##### Input #####

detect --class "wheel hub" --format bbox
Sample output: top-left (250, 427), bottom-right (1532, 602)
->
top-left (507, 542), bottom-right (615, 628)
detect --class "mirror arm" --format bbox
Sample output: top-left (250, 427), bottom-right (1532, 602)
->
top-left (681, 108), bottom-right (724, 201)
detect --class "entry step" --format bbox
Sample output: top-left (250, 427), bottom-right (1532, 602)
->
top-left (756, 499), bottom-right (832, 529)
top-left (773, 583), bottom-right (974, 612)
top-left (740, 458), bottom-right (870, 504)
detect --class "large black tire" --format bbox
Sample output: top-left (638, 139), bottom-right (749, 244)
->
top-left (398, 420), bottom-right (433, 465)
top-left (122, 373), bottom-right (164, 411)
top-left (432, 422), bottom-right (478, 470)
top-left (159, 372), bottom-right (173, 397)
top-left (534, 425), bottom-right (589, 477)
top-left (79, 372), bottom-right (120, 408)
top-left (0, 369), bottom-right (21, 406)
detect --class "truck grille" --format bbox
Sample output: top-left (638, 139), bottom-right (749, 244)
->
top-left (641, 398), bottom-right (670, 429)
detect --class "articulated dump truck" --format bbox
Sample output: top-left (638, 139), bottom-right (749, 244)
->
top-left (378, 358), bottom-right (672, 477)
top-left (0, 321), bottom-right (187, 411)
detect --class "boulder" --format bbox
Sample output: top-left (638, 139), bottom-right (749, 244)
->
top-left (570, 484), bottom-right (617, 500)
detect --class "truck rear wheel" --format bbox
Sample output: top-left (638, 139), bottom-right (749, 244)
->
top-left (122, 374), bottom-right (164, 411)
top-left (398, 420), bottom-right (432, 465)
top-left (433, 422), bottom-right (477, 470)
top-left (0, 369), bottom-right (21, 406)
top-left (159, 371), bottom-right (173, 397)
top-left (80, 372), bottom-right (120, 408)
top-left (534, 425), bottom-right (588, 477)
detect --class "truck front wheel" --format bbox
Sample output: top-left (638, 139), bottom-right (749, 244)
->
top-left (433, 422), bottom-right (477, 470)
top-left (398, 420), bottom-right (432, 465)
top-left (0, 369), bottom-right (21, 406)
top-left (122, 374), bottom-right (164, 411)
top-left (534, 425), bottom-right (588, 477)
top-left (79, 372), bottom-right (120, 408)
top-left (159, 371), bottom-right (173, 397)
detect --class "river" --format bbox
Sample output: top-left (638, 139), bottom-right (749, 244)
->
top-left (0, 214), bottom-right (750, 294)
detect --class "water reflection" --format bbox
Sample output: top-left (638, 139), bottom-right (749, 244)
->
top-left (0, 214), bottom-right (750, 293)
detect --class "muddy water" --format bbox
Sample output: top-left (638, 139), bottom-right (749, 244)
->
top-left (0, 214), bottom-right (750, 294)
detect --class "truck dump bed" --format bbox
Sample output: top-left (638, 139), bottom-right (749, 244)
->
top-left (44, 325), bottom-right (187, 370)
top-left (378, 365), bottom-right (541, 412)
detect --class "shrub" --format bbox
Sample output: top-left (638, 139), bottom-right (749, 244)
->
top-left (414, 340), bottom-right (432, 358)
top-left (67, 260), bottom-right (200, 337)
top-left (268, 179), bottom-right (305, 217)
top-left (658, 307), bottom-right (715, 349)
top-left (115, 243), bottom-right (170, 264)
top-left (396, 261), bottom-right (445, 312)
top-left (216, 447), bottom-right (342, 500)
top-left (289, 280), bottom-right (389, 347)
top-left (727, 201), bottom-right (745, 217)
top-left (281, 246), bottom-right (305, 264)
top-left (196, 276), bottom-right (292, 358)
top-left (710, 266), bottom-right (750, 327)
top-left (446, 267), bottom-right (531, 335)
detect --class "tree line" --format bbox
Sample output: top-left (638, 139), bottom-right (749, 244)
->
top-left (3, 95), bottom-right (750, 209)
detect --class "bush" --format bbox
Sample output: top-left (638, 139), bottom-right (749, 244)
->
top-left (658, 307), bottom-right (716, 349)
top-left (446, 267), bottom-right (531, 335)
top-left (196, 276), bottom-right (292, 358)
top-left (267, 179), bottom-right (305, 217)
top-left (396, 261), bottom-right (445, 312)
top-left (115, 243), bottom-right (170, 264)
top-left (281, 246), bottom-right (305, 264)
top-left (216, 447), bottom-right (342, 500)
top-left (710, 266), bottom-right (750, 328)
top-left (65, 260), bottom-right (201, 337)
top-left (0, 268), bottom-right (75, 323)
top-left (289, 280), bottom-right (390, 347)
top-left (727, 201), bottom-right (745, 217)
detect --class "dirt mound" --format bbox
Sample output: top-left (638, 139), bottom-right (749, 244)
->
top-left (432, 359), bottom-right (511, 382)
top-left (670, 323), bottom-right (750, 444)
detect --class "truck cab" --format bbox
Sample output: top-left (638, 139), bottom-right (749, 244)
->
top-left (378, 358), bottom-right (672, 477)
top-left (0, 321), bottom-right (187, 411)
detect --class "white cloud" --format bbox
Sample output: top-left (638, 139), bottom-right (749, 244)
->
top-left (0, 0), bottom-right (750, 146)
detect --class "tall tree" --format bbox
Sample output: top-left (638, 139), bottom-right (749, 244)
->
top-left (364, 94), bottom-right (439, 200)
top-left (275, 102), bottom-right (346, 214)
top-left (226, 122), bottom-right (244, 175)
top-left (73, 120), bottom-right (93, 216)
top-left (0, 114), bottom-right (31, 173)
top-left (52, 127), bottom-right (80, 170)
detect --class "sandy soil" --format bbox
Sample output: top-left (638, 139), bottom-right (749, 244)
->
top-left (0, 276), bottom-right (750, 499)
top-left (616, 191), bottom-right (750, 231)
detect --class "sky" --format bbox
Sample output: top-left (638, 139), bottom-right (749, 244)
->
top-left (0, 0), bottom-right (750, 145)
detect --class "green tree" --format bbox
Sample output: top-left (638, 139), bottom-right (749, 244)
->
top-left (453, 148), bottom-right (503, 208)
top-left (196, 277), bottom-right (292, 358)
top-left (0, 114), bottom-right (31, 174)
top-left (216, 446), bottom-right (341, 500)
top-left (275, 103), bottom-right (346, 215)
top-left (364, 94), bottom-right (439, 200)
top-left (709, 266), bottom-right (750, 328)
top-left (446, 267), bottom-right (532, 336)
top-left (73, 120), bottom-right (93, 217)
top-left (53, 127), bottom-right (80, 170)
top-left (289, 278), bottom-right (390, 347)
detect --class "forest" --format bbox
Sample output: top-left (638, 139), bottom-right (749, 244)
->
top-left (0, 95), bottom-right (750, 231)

#####

Format every line of the rows above as a JSON array of strings, with one string per line and blank lines omitted.

[
  "detect --class \"wheel hub\" --format bbox",
  "Sample output: top-left (250, 427), bottom-right (1532, 602)",
  "->",
  "top-left (507, 542), bottom-right (615, 628)",
  "detect --class \"mirror arm\" --format bbox",
  "Sample output: top-left (250, 427), bottom-right (1532, 602)",
  "->",
  "top-left (681, 108), bottom-right (724, 201)",
  "detect --class \"entry step\" --format bbox",
  "Sample output: top-left (250, 427), bottom-right (1532, 602)",
  "->",
  "top-left (756, 499), bottom-right (832, 529)",
  "top-left (773, 583), bottom-right (974, 612)",
  "top-left (740, 458), bottom-right (870, 504)",
  "detect --class \"large black tire\" --format bbox",
  "Sample output: top-left (638, 139), bottom-right (749, 244)",
  "->",
  "top-left (398, 420), bottom-right (433, 465)",
  "top-left (122, 373), bottom-right (164, 411)",
  "top-left (432, 422), bottom-right (478, 470)",
  "top-left (159, 372), bottom-right (173, 397)",
  "top-left (534, 425), bottom-right (589, 477)",
  "top-left (79, 372), bottom-right (120, 408)",
  "top-left (0, 369), bottom-right (21, 406)",
  "detect --class \"truck grille\" --format bbox",
  "Sample output: top-left (638, 139), bottom-right (749, 244)",
  "->",
  "top-left (641, 398), bottom-right (670, 429)",
  "detect --class \"articulated dump truck\" --format bbox",
  "Sample output: top-left (638, 139), bottom-right (749, 244)",
  "->",
  "top-left (378, 358), bottom-right (672, 477)",
  "top-left (0, 321), bottom-right (187, 411)",
  "detect --class \"boulder\" --format bbox",
  "Sample output: top-left (638, 139), bottom-right (749, 244)",
  "->",
  "top-left (570, 484), bottom-right (617, 500)",
  "detect --class \"truck rear wheel\" --format bbox",
  "Sample output: top-left (638, 139), bottom-right (749, 244)",
  "->",
  "top-left (122, 374), bottom-right (164, 411)",
  "top-left (398, 420), bottom-right (432, 465)",
  "top-left (433, 422), bottom-right (477, 470)",
  "top-left (0, 369), bottom-right (21, 406)",
  "top-left (159, 371), bottom-right (173, 397)",
  "top-left (80, 372), bottom-right (120, 408)",
  "top-left (534, 425), bottom-right (588, 477)",
  "detect --class \"truck front wheel\" --format bbox",
  "Sample output: top-left (638, 139), bottom-right (749, 244)",
  "->",
  "top-left (433, 422), bottom-right (477, 470)",
  "top-left (398, 420), bottom-right (432, 465)",
  "top-left (0, 369), bottom-right (21, 406)",
  "top-left (122, 374), bottom-right (164, 411)",
  "top-left (534, 425), bottom-right (588, 477)",
  "top-left (79, 372), bottom-right (120, 408)",
  "top-left (159, 371), bottom-right (173, 397)",
  "detect --class \"river\" --format bbox",
  "Sample output: top-left (638, 139), bottom-right (749, 244)",
  "->",
  "top-left (0, 214), bottom-right (750, 294)",
  "detect --class \"water reflection\" --format bbox",
  "Sample output: top-left (638, 139), bottom-right (749, 244)",
  "->",
  "top-left (0, 214), bottom-right (750, 293)",
  "detect --class \"muddy water\" --format bbox",
  "Sample output: top-left (638, 139), bottom-right (749, 244)",
  "->",
  "top-left (0, 214), bottom-right (750, 294)",
  "detect --class \"truck dump bed\" --format bbox",
  "Sample output: top-left (638, 139), bottom-right (749, 244)",
  "->",
  "top-left (44, 325), bottom-right (187, 370)",
  "top-left (378, 365), bottom-right (541, 412)",
  "detect --class \"shrub\" --format bbox",
  "Sample output: top-left (638, 139), bottom-right (749, 244)",
  "->",
  "top-left (414, 340), bottom-right (432, 358)",
  "top-left (67, 260), bottom-right (200, 337)",
  "top-left (268, 179), bottom-right (305, 217)",
  "top-left (658, 307), bottom-right (715, 349)",
  "top-left (115, 243), bottom-right (170, 264)",
  "top-left (396, 261), bottom-right (445, 312)",
  "top-left (216, 447), bottom-right (342, 500)",
  "top-left (289, 280), bottom-right (389, 347)",
  "top-left (727, 201), bottom-right (745, 217)",
  "top-left (281, 246), bottom-right (305, 264)",
  "top-left (196, 276), bottom-right (292, 358)",
  "top-left (710, 266), bottom-right (750, 327)",
  "top-left (446, 267), bottom-right (531, 335)",
  "detect --class \"tree line\" --format bbox",
  "Sample output: top-left (638, 139), bottom-right (749, 244)",
  "->",
  "top-left (3, 95), bottom-right (750, 209)",
  "detect --class \"bush\" --format bbox",
  "Sample output: top-left (638, 139), bottom-right (749, 244)",
  "->",
  "top-left (658, 307), bottom-right (716, 349)",
  "top-left (446, 267), bottom-right (531, 335)",
  "top-left (196, 276), bottom-right (292, 358)",
  "top-left (267, 179), bottom-right (305, 217)",
  "top-left (396, 261), bottom-right (445, 312)",
  "top-left (115, 243), bottom-right (170, 264)",
  "top-left (281, 246), bottom-right (305, 264)",
  "top-left (216, 447), bottom-right (342, 500)",
  "top-left (710, 266), bottom-right (750, 328)",
  "top-left (65, 260), bottom-right (201, 337)",
  "top-left (0, 268), bottom-right (75, 323)",
  "top-left (289, 280), bottom-right (390, 347)",
  "top-left (727, 201), bottom-right (745, 217)",
  "detect --class \"dirt mound\" --format bbox",
  "Sample output: top-left (638, 139), bottom-right (749, 244)",
  "->",
  "top-left (432, 359), bottom-right (511, 382)",
  "top-left (670, 323), bottom-right (750, 444)",
  "detect --class \"truck cab\" --format bbox",
  "Sample output: top-left (638, 139), bottom-right (749, 244)",
  "->",
  "top-left (378, 358), bottom-right (672, 477)",
  "top-left (0, 321), bottom-right (187, 411)",
  "detect --class \"white cloud\" --format bbox",
  "Sample output: top-left (638, 139), bottom-right (749, 244)",
  "->",
  "top-left (0, 0), bottom-right (750, 146)",
  "detect --class \"tall tree\" --format bbox",
  "Sample output: top-left (638, 139), bottom-right (749, 244)",
  "->",
  "top-left (364, 94), bottom-right (439, 200)",
  "top-left (275, 102), bottom-right (346, 214)",
  "top-left (226, 122), bottom-right (244, 175)",
  "top-left (73, 120), bottom-right (93, 216)",
  "top-left (0, 114), bottom-right (31, 173)",
  "top-left (52, 127), bottom-right (80, 170)",
  "detect --class \"sandy soil\" --format bbox",
  "Sample output: top-left (638, 139), bottom-right (749, 244)",
  "->",
  "top-left (0, 276), bottom-right (750, 499)",
  "top-left (616, 191), bottom-right (750, 231)",
  "detect --class \"sky\" --format bbox",
  "Sample output: top-left (638, 139), bottom-right (749, 244)",
  "->",
  "top-left (0, 0), bottom-right (750, 145)",
  "detect --class \"green tree\" --format bbox",
  "Sample output: top-left (638, 139), bottom-right (749, 244)",
  "->",
  "top-left (453, 148), bottom-right (503, 208)",
  "top-left (196, 277), bottom-right (292, 358)",
  "top-left (0, 114), bottom-right (31, 174)",
  "top-left (216, 446), bottom-right (341, 500)",
  "top-left (275, 103), bottom-right (346, 215)",
  "top-left (364, 94), bottom-right (439, 200)",
  "top-left (709, 266), bottom-right (750, 328)",
  "top-left (446, 267), bottom-right (532, 336)",
  "top-left (73, 120), bottom-right (93, 217)",
  "top-left (53, 127), bottom-right (80, 170)",
  "top-left (289, 278), bottom-right (390, 347)",
  "detect --class \"forest\" --format bbox",
  "Sample output: top-left (638, 139), bottom-right (749, 244)",
  "->",
  "top-left (0, 95), bottom-right (750, 231)"
]